● **取り組む課題**
a. 客室乗務員についての文章で、中野さんの一番長かったフライトはどこ行きの便で、フライト時間は何時間になったか。
b. 客室乗務員についての文章の続きを、最後の文の次から書くこと。

● **本文抜粋**

::::::::::

到着後1時間もせずに次の便の乗務があることに驚きです。また、この日は羽田と千歳の往復ですが、日によっては「千歳→羽田→伊丹→羽田」など3都市以上を回るフライトになることも。まさに“空を飛び回りながら”お仕事をしています。
中野さん(国際線)のとある1日
●「羽田→シカゴ」乗務の日

中野さん
国際線では出発の約2時間前に出社してフライトのチームでブリーフィングを行い、長距離フライトに備えます。到着日はそのまま休息をとりますが、翌日は1日休養日なので、朝起きて散歩やジム、観光、買い物に行ったりすることもあります。
この日は約11時間にもおよぶフライト。このような長時間の乗務では、客室乗務員も適宜休憩をとっています。安全で快適な空の旅をお届けするために、休息をとることも大事な仕事です。
中野さん
お客さまにお食事を提供した後に私たちも食事をいただき、その後は交代で休憩をとります。実は、飛行機内に仮眠をとるスペースも用意されているんです。一番長かったフライトはパリ便で、火山噴火の影響で迂回が必要になり、フライト時間が15時間になりました。出社からホテル到着まで含めますと、20時間近い勤務になることもあります。
【オフの日の過ごし方】客室乗務員のリフレッシュ方法
日々忙しく、いろいろな場所を飛び回っている二人。オフの日も旅行に行ったりするのでしょうか?最近のリフレッシュ方法について教えてもらいました。
矢野さんの場合:プライベートでも旅行好き

プライベートで行ったハワイ旅行

プライベートで行ったハワイ旅行
矢野さん
地方でステイがあっても、やはりお仕事ですので旅行ではありません。元々旅行が大好きなので、お休みの日はプライベートで飛行機に乗って旅行に行っています。その土地のおいしいものを食べたりするのが好きです!
趣味のおいしいもの巡り
趣味のおいしいもの巡り
ちなみに、最近は沖縄に友人と旅行に行ったという矢野さん。
矢野さん
沖縄行きのフライトに乗務することが多く、いつもお客さまがすごくワクワクしていらっしゃるのを拝見して羨ましく思っていました。なので、行き先は沖縄へ。JAL系列のホテルに宿泊して、オーシャンビューのお部屋でリラックスできました。

プライベートで行った沖縄旅行
中野さんの場合:家族との時間を大切に
母と行ったライブ

母と行ったライブ
中野さん
私はそれほどアクティブではないので……まず休息をとることが多く、近場でショッピングなどを楽しんでいます。あとは、実家が遠方にあるので月に1回ぐらいは家族に会いたいと思っていて、帰省したり家族旅行に行ったりしています。先日も実家に帰って母とライブに行きました。
家族旅行で行った沖縄
家族旅行で行った沖縄
家族旅行で行った沖縄
休日ショッピングの1コマ
まだまだ気になる!客室乗務員に関する素朴なギモンを一問一答

フライトやスケジュール以外にも、客室乗務員の生活や日常にはまだまだ気になることがたくさんあります。ここからは、そんな素朴な疑問を一問一答形式で聞いてみました。客室乗務員ならではの仕事中の工夫など、リアルな声をお届けします。

::::::::::

物体の位置に関するデータセットの記録
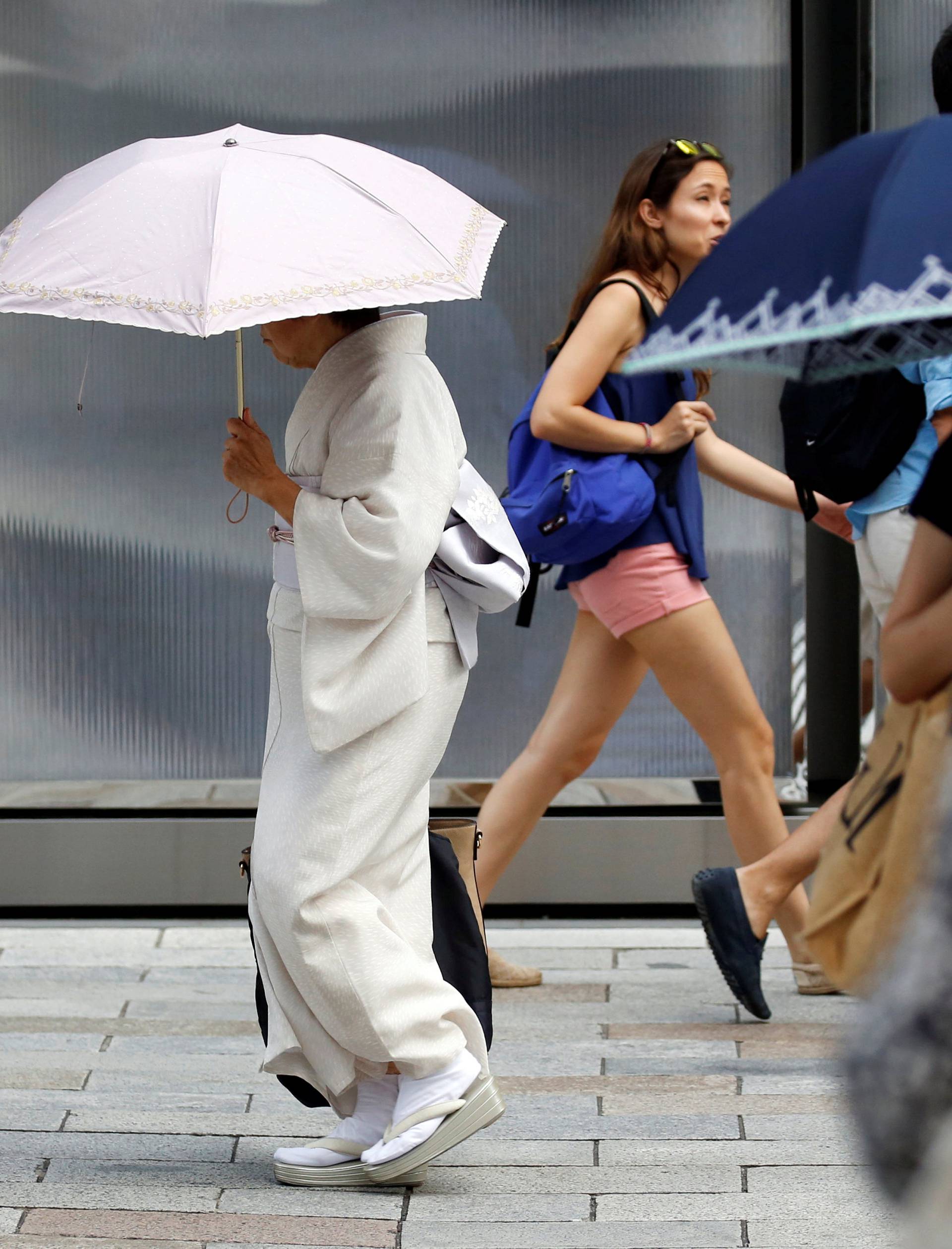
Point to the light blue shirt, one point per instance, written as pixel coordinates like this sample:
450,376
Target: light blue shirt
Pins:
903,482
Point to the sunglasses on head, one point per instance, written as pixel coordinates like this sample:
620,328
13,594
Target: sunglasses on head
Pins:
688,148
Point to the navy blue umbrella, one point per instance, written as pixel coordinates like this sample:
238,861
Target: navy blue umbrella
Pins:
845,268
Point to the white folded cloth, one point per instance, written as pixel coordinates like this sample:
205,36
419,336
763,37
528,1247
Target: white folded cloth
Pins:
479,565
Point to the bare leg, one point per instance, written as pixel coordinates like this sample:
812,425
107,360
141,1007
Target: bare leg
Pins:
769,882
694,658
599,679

::::::::::

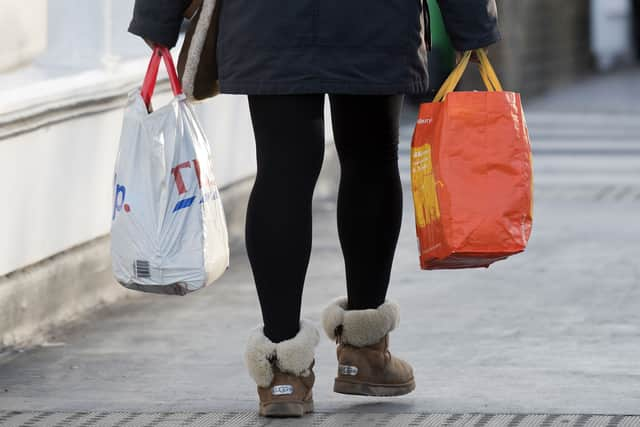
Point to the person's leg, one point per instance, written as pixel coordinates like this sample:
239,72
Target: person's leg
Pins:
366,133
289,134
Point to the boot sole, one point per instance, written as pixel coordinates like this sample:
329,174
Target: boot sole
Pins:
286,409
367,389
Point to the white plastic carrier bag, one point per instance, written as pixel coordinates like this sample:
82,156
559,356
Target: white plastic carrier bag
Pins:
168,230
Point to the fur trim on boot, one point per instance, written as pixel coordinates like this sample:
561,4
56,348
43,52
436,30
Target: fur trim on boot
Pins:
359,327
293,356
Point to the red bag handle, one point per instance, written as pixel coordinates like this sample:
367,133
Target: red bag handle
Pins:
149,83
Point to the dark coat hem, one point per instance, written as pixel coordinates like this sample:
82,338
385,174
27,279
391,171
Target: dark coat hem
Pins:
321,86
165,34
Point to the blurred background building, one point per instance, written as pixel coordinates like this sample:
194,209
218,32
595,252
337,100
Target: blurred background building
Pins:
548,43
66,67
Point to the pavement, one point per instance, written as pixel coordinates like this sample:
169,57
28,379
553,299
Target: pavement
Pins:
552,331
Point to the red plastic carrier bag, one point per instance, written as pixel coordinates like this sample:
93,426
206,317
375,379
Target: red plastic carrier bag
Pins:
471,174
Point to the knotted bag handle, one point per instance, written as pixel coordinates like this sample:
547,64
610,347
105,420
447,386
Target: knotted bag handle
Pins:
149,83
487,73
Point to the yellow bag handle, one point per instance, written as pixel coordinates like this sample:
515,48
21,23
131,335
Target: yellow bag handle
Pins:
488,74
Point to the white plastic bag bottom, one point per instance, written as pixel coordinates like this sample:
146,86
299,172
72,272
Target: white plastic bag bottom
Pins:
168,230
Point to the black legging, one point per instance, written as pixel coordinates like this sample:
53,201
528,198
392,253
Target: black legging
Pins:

::::::::::

● **課題の解答**
a. パリ便で、フライト時間は15時間になった。

b.
Q. 時差ボケ対策はどうしていますか?
矢野さん
まだ国際線に慣れていない部分もあるのですが、仮眠をとる場合には、本睡眠の時間を逆算して、寝すぎないようにこまめに睡眠をとるようにしています。
中野さん
私はいつも現地の時間で生活しようと思っていて(笑)、自分が眠くなったら休むという感じです。
Q. ステイ先に必ず持参するものはありますか?
矢野さん
絶対に着慣れているパジャマを持っていきます。自分の柔軟剤の香りが安心しますし、ホテルの温度調整が難しい時もありますので、風邪を引かないよう寝具は必ず持参しています。
中野さん
自分の香りがついたタオルを持参しています。枕に敷くと熟睡できるんです。また、入浴剤も持参してお風呂に入るようにしています。睡眠の質を上げる工夫はいろいろしていますね。
Q. ステイ中の過ごし方は?
中野さん
人によってさまざまですね。観光などを楽しみにしている者もいれば、休息に充てる者もいます。例えば、ハワイでは、海に入るために水着を持っていったり、ヘルシンキではサウナを体験したりと、その土地ならではの過ごし方を見つけているようです。
ヘルシンキステイ中に食べたサーモンスープ(中野さん撮影)
矢野さん
国内ステイの場合は、ステイの時間があまり長くないのですが、それでもその土地のおいしい物を食べたり、温泉に入ったりして楽しんでいる者も多いです。
Q. 好きな路線はありますか?
中野さん
ヨーロッパ線で北極圏を通る時にオーロラが見えることがあるんです。お客さまも楽しみにしていらっしゃって、『何時にオーロラが見えますか?』と尋ねられることも。見ることができた時はお客さまと一緒に盛り上がって見ています。
機内から見えたオーロラ(中野さん撮影)
矢野さん
国内線では富士山ですね。飛行高度や雪の有無で見え方が全然違うんです。外国のお客さまも多くご搭乗されるのですが、ご案内するとすごく喜んでくださいます。
Q. 長期休暇はとれますか?
中野さん
シフト調整前に有休希望を出せば、もちろんお休みをとることは可能です。皆さまが長期休暇をお取りになるような年末年始やお盆期間は難しいかもしれないですが、時期をずらして長めのお休みをとる乗務員もいます。
矢野さん
客室乗務員ならではの点として、シフトが基本4勤2休のサイクルで回っているので、ある程度次月のお休みの日を予想できるんです。そのため、有休希望をそのお休みの前後に出すことで、3連休や4連休にする小ワザがあります(笑)
Q. 客室乗務員はずっと客室乗務員なのですか?
矢野さん
ジョブポスティングという挙手制で地上業務に異動することもできます。1年半から2年、広報や教育・訓練を担当する部署で勤務することもあります。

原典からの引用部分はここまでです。